Réécris les entrées ci-dessous, depuis la ligne qui contient « of the cable-stayed » jusqu'à la fin des entrées, en remplaçant « blue sky » par « clear sky » sans rien modifier d'autre.

◇ ◇ ◇

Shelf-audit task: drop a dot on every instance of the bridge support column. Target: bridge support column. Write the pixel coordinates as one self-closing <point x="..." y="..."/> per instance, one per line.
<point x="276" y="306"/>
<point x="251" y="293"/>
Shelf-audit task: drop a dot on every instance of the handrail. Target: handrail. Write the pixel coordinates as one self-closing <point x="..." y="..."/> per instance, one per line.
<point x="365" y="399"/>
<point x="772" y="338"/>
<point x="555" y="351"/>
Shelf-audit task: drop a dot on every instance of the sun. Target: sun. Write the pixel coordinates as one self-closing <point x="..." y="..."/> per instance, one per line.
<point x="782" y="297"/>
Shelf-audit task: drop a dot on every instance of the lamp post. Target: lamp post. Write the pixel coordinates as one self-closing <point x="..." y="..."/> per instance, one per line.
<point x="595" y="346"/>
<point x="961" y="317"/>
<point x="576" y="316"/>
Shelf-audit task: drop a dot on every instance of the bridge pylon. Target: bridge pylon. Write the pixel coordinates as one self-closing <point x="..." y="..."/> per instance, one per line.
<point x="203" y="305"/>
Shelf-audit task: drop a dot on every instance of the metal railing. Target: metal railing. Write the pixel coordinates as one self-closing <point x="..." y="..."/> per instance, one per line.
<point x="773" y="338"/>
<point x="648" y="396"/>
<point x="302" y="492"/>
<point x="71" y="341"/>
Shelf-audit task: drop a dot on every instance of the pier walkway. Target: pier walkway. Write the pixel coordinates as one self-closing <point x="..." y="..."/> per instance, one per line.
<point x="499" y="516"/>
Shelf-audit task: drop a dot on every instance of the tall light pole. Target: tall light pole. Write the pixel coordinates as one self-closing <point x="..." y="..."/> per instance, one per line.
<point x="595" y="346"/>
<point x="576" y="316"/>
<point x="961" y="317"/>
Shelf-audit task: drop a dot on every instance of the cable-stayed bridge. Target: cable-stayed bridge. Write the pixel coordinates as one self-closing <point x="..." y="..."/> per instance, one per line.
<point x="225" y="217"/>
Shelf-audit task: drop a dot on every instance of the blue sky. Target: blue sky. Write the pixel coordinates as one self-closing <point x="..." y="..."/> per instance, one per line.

◇ ◇ ◇

§ Réponse complète
Shelf-audit task: drop a dot on every instance of the cable-stayed bridge. Target: cable-stayed bridge. Write the pixel coordinates as one self-closing <point x="..." y="..."/> per instance, one per line.
<point x="225" y="217"/>
Shelf-audit task: drop a dot on every instance of the clear sky. Target: clear sky. Write the pixel coordinates as one self-closing <point x="..." y="..."/> per instance, one per line.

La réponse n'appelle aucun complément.